* [What the task requires] Rewrite the material, changing every "ceiling vent" to "air vent" and leaving everything else as it is.

* [Input rows]
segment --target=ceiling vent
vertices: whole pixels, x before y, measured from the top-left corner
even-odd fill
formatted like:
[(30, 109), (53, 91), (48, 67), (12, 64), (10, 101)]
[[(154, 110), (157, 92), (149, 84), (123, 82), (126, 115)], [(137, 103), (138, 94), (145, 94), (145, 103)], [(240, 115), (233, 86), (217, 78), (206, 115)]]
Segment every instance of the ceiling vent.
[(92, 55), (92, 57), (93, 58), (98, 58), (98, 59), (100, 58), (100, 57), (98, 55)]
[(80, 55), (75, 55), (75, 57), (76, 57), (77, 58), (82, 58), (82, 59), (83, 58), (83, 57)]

* [Correct output]
segment --target=air vent
vertices: whole pixels, x before y, measured from the top-left corner
even-odd fill
formatted like:
[(30, 109), (53, 91), (48, 67), (12, 64), (10, 101)]
[[(154, 110), (157, 92), (149, 84), (123, 82), (126, 115)], [(137, 103), (138, 94), (145, 94), (145, 103)], [(240, 115), (233, 86), (217, 78), (206, 115)]]
Segment every instance of the air vent.
[(92, 55), (92, 57), (93, 58), (98, 58), (98, 59), (100, 58), (100, 57), (98, 55)]
[(80, 55), (75, 55), (75, 57), (76, 57), (77, 58), (82, 58), (82, 59), (83, 58), (83, 57)]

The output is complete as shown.